**Material for the task:**
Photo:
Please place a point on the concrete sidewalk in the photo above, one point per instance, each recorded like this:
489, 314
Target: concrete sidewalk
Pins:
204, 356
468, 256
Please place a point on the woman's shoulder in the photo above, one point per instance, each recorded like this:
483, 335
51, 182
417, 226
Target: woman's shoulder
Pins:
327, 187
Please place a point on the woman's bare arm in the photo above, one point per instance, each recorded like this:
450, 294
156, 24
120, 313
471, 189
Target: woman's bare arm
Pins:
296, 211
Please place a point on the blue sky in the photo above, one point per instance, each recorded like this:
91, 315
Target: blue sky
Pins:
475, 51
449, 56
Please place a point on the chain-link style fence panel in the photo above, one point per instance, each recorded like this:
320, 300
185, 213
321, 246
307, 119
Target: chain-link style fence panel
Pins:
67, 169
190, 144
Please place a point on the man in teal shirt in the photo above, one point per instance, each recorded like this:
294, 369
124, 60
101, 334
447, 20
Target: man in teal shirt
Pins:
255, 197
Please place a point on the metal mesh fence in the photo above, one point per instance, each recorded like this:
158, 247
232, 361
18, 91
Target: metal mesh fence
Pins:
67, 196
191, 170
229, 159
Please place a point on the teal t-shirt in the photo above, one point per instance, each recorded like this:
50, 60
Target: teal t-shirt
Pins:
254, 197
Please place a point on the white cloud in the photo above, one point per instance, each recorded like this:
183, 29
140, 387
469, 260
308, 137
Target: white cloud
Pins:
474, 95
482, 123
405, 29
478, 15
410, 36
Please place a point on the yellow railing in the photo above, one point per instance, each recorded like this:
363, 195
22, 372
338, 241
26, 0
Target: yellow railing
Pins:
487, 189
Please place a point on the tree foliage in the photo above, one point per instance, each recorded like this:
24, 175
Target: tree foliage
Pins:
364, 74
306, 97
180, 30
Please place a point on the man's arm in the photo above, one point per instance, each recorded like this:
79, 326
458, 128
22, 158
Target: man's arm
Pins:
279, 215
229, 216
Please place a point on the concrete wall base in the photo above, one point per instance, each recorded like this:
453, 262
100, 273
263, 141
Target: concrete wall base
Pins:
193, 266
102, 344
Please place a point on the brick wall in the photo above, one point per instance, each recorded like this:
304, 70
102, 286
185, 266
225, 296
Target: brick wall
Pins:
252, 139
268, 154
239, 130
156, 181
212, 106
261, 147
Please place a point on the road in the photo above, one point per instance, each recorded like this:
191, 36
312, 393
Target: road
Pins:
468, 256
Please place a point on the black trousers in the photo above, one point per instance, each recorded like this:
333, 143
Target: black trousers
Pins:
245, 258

**Exercise objective:** Would you show all lines of the material above that contain the word "foliage"?

**Written response:**
Please place a point on the tree foliage in the photo above, one point per instance, each recorded like this:
Target: tree foliage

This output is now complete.